| Passage shown |
Wall Street Journal Editorial
July 17, 2008

Washington's biggest names – from President Bush to Ben Bernanke to Nancy Pelosi – have all trotted out publicly this week to declare their profound concern about the American economy. Alas, our leaders are promising to do everything except what might really do some good: Abandon what they've been doing for the past year.

When the financial market turmoil hit last August, the U.S. economy was growing, albeit slowly, with moderate inflation. Washington has since embarked on a stampede of easy money from the Federal Reserve, nonstimulating tax rebates from Congress, and a crisis-driven, haphazard approach to credit market triage.

The result a year later: The overall economy is still expanding, albeit slowly, but with inflation roaring and the dollar hitting historic lows. Soaring oil and commodity prices – the byproduct of a weak dollar – have tanked the airlines, the car companies and trucking firms, cattlemen and hog farmers, among many others. Meanwhile, the financial mess rolls ahead, having spread from Wall Street to the midsized banks, and engulfing even the government-chartered companies that Washington only weeks ago declared were our saviors, Fannie Mae and Freddie Mac.

It's not exaggerating to say that the world is fleeing the dollar in what amounts to a global run on Washington itself – from Capitol Hill to the White House to the Federal Reserve. The world's investors are saying they lack confidence in U.S. leadership.

That's certainly true of the Fed, where Mr. Bernanke looks increasingly like a professor shocked to find that the world has rejected his academic theories. Yesterday's dreadful inflation numbers are as stark a repudiation of Fed policy as you could imagine: up 1.1% in June alone, 5% for the last 12 months, the highest in 17 years. Energy and food prices led the way, as every American consumer already understands. But the report showed that inflationary expectations are also creeping through more of the economy, including services and transportation.

Mr. Bernanke stated the obvious when he told Congress Wednesday that inflation "is too high." And markets rallied even on the hint of a tougher line, with oil and gold both falling as the dollar rose. Yet Mr. Bernanke, Vice Chairman Donald Kohn and Governor Frederic Mishkin – the Fed's three intellectual amigos – continue to pursue a reckless policy of negative real interest rates with no change on the horizon. For months, they have overestimated the risks of recession while underestimating the dangers of inflation. They have been too attentive to the pleas of Wall Street and Capitol Hill, and not enough to the American middle class.

Meanwhile, Congress wants to double down on its failures, with Speaker Pelosi proposing a second round of "stimulus" spending. Someone should ask what happened to the first. Just as critics predicted, the rebate checks gave consumer spending a short-term fillip without changing longer-term incentives. The checks did, however, add $168 billion or so to the federal deficit. And now the Speaker wants to add $50 billion more – all as a prelude to next year when she'll claim we need to raise taxes to reduce . . . the deficit.

| What is asked |
According to the economy editorial, by how much did inflation rise over the last 12 months? None of the lines has anything to do with this.

| Record list |
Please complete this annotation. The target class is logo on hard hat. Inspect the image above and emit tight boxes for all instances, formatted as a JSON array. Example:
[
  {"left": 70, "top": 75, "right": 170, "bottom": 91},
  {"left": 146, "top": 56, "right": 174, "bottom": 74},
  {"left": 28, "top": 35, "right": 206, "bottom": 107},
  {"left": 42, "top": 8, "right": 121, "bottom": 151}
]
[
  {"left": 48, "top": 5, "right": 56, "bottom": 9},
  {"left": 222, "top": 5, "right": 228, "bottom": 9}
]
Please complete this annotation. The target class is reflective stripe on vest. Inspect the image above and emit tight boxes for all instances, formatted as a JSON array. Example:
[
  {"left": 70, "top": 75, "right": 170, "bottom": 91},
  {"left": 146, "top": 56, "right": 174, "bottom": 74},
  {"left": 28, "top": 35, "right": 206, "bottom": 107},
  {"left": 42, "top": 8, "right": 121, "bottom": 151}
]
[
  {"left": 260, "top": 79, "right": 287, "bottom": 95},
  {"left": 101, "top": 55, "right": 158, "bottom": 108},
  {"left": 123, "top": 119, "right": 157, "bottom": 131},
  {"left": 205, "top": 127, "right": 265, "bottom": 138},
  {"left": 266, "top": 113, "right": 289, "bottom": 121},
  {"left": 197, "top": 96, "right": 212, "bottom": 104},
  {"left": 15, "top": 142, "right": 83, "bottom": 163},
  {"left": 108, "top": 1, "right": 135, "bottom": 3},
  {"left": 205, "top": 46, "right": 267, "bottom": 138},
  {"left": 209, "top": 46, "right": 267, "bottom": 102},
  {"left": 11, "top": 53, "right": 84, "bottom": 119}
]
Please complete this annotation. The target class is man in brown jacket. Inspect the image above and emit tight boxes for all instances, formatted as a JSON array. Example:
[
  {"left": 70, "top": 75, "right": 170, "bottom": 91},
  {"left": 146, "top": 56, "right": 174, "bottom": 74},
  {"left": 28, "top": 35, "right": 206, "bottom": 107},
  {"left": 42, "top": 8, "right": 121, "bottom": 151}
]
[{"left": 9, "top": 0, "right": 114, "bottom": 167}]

| Worked answer |
5%, the highest in 17 years.